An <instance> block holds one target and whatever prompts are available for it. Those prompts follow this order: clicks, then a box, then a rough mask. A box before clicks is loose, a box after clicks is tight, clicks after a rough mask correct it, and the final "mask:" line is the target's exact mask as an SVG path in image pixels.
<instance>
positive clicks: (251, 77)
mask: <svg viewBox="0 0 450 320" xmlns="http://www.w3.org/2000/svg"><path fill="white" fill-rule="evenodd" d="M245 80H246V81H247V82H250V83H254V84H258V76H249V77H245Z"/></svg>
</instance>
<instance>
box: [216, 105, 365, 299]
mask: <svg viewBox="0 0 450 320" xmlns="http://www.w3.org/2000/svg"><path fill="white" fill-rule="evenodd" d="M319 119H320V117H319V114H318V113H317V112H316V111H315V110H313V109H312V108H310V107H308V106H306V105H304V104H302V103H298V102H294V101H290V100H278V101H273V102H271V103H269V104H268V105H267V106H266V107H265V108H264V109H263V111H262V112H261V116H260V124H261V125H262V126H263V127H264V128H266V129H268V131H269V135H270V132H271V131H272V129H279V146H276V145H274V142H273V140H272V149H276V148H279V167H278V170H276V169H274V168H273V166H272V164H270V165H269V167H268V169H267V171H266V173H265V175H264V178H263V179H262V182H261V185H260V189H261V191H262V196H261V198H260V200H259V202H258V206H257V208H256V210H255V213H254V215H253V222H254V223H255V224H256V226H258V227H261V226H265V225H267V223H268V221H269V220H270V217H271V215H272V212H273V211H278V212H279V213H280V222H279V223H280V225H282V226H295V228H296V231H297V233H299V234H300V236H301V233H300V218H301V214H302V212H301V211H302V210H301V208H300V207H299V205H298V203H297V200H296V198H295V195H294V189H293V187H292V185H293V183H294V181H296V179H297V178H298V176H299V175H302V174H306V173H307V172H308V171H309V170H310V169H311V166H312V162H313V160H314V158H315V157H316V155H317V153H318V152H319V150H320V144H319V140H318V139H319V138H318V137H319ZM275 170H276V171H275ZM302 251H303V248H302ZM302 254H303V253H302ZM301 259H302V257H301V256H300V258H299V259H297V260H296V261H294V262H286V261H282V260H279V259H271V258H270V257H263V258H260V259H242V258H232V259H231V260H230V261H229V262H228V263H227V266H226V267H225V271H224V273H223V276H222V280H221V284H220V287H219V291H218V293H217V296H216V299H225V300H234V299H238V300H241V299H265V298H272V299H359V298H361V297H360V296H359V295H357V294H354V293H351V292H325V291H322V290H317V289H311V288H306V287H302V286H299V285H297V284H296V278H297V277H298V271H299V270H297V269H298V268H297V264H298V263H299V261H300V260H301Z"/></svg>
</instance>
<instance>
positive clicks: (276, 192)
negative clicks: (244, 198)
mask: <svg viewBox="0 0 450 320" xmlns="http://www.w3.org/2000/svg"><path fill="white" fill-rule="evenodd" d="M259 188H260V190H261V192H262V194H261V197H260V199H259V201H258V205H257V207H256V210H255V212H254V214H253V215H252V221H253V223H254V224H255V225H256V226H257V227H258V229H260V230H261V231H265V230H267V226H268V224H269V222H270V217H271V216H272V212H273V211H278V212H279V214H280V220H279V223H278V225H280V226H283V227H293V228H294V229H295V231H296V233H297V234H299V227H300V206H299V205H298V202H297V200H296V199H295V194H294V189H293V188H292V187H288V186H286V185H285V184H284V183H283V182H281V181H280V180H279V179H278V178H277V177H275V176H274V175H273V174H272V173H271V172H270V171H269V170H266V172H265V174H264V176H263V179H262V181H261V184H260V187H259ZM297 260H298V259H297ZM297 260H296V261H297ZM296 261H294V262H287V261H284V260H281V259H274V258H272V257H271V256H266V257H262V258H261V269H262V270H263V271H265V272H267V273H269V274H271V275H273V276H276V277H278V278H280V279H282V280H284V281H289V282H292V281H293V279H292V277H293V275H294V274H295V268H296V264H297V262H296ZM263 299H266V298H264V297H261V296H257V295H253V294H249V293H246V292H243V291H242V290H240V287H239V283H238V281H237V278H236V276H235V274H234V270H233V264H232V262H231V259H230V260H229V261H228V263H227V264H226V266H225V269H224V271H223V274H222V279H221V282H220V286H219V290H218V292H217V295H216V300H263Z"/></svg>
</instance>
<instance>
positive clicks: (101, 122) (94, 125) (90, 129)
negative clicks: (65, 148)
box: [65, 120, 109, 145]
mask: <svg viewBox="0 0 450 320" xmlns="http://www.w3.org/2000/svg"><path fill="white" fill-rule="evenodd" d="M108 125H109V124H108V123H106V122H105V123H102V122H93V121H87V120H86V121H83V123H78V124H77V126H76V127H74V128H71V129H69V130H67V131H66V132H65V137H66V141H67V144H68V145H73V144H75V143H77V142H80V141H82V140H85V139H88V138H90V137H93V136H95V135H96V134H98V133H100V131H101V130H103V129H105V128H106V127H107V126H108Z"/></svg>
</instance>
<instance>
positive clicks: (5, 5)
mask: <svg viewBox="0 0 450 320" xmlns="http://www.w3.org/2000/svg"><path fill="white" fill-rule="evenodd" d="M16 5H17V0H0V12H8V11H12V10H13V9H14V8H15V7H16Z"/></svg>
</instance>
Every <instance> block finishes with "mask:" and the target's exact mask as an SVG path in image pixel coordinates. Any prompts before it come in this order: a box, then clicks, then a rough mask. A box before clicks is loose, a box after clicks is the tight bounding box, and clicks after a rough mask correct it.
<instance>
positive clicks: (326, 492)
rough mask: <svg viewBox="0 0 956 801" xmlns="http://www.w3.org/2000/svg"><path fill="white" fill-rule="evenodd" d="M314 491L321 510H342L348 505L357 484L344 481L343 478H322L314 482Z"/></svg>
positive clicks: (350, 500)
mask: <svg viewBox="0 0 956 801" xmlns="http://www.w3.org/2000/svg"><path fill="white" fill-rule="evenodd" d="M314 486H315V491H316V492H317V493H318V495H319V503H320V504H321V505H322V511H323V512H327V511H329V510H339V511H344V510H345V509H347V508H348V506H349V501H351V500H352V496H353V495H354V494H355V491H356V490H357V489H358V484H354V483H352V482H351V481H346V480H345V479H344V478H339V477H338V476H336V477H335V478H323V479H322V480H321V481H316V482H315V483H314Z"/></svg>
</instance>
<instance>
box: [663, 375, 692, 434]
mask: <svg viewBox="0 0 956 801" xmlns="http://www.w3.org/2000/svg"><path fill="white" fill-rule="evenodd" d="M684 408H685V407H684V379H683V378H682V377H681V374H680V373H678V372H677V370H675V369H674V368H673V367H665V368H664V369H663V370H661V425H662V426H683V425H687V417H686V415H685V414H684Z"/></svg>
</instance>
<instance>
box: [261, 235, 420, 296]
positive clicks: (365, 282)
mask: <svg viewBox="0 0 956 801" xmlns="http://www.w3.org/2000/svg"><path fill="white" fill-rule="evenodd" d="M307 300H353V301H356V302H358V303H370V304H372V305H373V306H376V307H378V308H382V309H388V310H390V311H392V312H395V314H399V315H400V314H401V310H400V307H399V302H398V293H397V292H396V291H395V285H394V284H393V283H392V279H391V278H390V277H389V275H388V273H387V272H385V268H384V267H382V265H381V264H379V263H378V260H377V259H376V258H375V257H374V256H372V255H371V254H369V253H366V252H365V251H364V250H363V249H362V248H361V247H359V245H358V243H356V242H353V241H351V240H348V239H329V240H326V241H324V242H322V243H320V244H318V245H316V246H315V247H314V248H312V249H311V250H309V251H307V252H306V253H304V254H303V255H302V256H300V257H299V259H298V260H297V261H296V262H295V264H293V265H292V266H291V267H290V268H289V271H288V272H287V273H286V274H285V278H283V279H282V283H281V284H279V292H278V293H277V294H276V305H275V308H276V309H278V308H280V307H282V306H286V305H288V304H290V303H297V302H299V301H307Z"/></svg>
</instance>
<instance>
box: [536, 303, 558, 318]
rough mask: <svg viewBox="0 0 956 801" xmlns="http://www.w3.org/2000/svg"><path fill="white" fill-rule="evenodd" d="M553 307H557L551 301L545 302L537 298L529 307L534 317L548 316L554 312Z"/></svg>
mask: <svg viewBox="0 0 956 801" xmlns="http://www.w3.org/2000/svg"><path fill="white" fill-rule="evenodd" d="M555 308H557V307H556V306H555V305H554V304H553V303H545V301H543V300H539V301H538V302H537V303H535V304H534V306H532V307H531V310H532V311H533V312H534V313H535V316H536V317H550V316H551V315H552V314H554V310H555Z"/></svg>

━━━━━━━━

Try it
Each line in the data that holds the string "then" should be found and copied.

Completed task
An <instance> block holds one target and whatever prompts are available for it. Those prompts follow this order: clicks, then a box, then a rough mask. A box before clicks is loose, a box after clicks is tight, clicks after a rough mask correct it, and the final "mask:" line is the target's exact mask as an SVG path in image pixels.
Every <instance> block finishes with "mask:" and the target's exact mask as an SVG path in image pixel coordinates. Any prompts before it come in this order: a box, then clicks, then a rough mask. A box before clicks is loose, a box after clicks is the tight bounding box, and clicks after a rough mask correct it.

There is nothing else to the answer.